» TASK GOAL:
You are to retype all of the data exactly as it appears.

» DATA SHOWN:
----
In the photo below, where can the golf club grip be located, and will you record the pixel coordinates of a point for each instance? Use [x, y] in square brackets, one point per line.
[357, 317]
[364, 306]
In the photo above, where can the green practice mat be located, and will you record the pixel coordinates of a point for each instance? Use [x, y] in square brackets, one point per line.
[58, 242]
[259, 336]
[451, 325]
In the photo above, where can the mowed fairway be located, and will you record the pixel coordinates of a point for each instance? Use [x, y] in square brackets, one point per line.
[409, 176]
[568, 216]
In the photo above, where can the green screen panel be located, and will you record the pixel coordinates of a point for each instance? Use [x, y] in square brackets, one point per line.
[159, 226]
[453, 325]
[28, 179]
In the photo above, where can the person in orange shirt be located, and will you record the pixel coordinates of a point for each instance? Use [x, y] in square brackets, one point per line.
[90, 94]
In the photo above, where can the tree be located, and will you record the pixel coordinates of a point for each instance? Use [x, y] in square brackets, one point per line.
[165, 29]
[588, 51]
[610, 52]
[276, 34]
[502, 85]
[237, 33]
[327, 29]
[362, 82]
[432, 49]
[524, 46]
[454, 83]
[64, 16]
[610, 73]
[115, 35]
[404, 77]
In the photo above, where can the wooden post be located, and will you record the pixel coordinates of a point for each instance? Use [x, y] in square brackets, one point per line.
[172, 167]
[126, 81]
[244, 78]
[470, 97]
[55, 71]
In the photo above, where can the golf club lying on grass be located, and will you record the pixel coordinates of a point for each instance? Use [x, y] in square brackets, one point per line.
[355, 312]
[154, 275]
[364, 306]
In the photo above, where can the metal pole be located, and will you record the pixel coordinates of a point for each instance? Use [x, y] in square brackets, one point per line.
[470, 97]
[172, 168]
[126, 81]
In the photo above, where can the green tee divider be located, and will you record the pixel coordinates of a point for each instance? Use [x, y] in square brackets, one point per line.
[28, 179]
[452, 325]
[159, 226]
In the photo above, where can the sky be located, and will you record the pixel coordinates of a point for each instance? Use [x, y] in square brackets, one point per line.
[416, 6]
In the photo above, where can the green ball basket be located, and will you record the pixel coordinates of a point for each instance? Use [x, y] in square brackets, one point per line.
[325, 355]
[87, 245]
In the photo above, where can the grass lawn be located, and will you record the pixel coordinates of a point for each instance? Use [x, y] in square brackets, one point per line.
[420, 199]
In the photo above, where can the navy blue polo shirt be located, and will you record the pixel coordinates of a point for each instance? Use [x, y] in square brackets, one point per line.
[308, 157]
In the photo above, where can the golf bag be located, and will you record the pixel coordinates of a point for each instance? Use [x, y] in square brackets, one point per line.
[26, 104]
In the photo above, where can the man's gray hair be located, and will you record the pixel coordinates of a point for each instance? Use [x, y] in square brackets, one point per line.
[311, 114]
----
» ANSWER TO THE TASK:
In the photo below, where can the golf club grip be located, and will you record the pixel coordinates of a point for each instance? Use [x, y] in square brackets, one point per line.
[357, 317]
[364, 306]
In the photo above, where can the green practice mat be located, and will you record the pixel coordinates of a point for each instance? Use [x, y] in square brackets, one point per line.
[58, 242]
[259, 336]
[451, 325]
In the photo above, where can the mowed fairway be located, and will you record the pixel coordinates of a point for each instance? Use [x, y] in square brackets, one point per line.
[409, 176]
[568, 216]
In the photo above, where can the green screen panel be located, and will you record the pixel coordinates of a point for each instance? Use [x, y] in square brackets, one point per line.
[159, 226]
[453, 325]
[28, 179]
In the photo above, where can the person in orange shirt be located, and will you record the pixel coordinates of a point for each instance? Use [x, y] in square brackets, one point per line.
[90, 94]
In the photo above, where can the tree be located, and will you record the pixel coordinates of a point for each instance? Use [x, y] in square brackets, one point per line.
[165, 29]
[588, 51]
[610, 52]
[276, 34]
[502, 85]
[237, 33]
[327, 29]
[362, 82]
[432, 49]
[524, 46]
[454, 83]
[64, 16]
[610, 73]
[115, 35]
[404, 77]
In the photo above, where can the wooden post be located, and will you record the pixel coordinates of a point for each instance? Use [x, y] in square brackets, one point per line.
[172, 167]
[126, 81]
[244, 78]
[470, 97]
[55, 71]
In the photo above, where can the golf club lying on grass be located, and will you record the pixel coordinates of a point for each instance? Use [x, y] in square brackets, one point per line.
[355, 312]
[154, 275]
[364, 306]
In the photo above, where can the metal pole be located, and will you record the pixel coordinates of a point for each instance? Use [x, y] in square brackets, one point per line.
[470, 97]
[172, 168]
[126, 81]
In the photo above, where can the green tee divider be located, and will you record the pixel coordinates of a point for each instance? Use [x, y] in square brackets, one point per line.
[28, 179]
[452, 325]
[159, 226]
In the photo above, where can the sky be located, and will you record the pixel coordinates of a point for each instance? Use [x, y] in square brackets, one point per line.
[416, 6]
In the photo above, where can the green ball basket be located, and will you record the pixel coordinates of a point for each instance? Use [x, y] in square brackets, one point per line.
[325, 355]
[87, 245]
In the photo above, where can the grass lawn be located, and will you record the pixel coordinates of a point for each instance? Use [x, y] in square brackets, one point per line.
[420, 199]
In the photo above, where can the navy blue polo shirt be located, and will you record the pixel coordinates of a point for each instance? Use [x, y] in square brackets, one point per line.
[308, 157]
In the photo above, where can the golf bag be located, and will you record the pixel coordinates of a point for each instance? Use [x, y] in square brackets, one point per line.
[26, 104]
In the photo above, where can the man's gray hair be located, and will you record the pixel coordinates of a point for each instance? Use [x, y] in square brackets, one point per line.
[311, 114]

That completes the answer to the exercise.